- **提示文**:
それでも「STAP検証」実験を続ける意味はあるのか
2014年08月31日01時17分




 STAP細胞の存在は限りなく疑わしくなったと言えよう。

 理化学研究所は、STAP細胞の検証実験で、存在の兆候すらつかめないとする中間報告を発表した。

 小保方晴子ユニットリーダーが主著者となった論文の記載通り、マウスの脾臓(ひぞう)の細胞を弱酸性の溶液に浸して刺激を与え、多能性を持たせようとしたが、22回の実験は、いずれも失敗した。

 刺激の方法などを変え、来年3月まで実験を続けるという。論文とは異なる手法も試す。

 これとは別に、小保方氏にも、11月末まで実験させる。

 理研は、細胞の有無に決着をつけ、国民への説明責任を果たすと強調している。

 疑問の多い判断である。検証実験は4月に始まったが、7月に論文が撤回され、研究は白紙に戻った。STAP細胞は、科学的に「存在しない」状況になった。

 こうした中で、公金を投じて検証実験を続ける意味はあるのか。理研が実施しているのは、「悪魔の証明」と呼ばれる不存在の証明実験とも言えるだろう。


 例えば、雪男を捕らえれば、その存在を証明できる。だが、存在しないことを証明するには、世界中をしらみ潰しに探す必要がある。日本分子生物学会が、実験凍結を求めたのは、もっともだ。

 STAP論文の不正で、理研の信頼は、大きく傷ついた。理研が今、取り組むべきは、研究不正を防ぐ対策の徹底である。

 理研は、外部有識者による改革委員会の提言を基に、組織改革の行動計画をまとめた。STAP研究の舞台となった発生・再生科学総合研究センターの規模を半分に縮小し、体制を一新する。

 STAP細胞の疑惑が2月に浮上して以降、センターの研究活動に悪影響が及んでいる。STAP細胞論文の主要著者である笹井芳樹副センター長の自殺という痛ましい出来事もあった。

 センターはこれまで、再生医療研究の主要拠点としての役割を担ってきた。今後も、iPS細胞(人工多能性幹細胞)から作った網膜細胞を移植する世界初の臨床研究が予定されている。

 組織のスリム化により、人事などの透明性を向上させ、科学者が研究に集中できる環境を築いてもらいたい。

 理研本部は、ガバナンス(組織統治)強化のため、経営戦略会議の新設を決めたが、人選はこれからだ。外部の目を生かし、危機管理能力を高めねばならない。

- **課題**: STAP細胞の検証実験についての提示文によると、論文の記載通りに行われた実験は何回で、結果はどうでしたか。

- **抽出データ**:
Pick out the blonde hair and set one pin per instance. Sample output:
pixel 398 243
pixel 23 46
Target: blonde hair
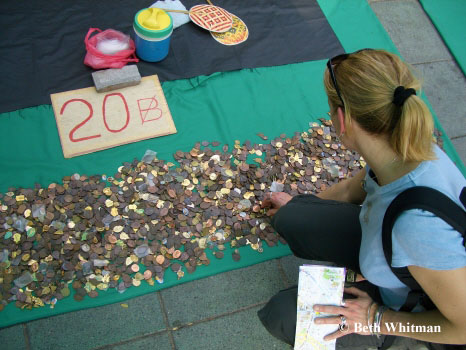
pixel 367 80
...
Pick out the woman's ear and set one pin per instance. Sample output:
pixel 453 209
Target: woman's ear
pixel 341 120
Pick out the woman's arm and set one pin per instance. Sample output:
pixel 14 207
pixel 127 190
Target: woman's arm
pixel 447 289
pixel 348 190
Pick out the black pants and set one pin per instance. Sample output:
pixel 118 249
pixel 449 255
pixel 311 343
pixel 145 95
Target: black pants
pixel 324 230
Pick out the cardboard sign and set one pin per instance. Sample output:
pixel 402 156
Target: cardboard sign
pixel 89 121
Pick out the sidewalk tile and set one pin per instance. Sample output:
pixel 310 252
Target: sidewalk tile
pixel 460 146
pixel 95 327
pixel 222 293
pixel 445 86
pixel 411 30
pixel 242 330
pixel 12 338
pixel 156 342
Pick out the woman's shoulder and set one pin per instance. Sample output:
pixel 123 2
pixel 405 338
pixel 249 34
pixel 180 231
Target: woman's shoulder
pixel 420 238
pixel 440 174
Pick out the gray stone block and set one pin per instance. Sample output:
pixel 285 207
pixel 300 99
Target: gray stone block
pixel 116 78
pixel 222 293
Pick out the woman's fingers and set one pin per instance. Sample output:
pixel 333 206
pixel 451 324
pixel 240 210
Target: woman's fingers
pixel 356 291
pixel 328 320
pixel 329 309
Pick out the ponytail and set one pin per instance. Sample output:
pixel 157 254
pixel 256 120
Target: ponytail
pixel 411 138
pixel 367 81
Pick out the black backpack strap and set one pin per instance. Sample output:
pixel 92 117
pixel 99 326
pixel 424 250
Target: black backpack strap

- **解答**: 22回行われ、いずれも失敗しました。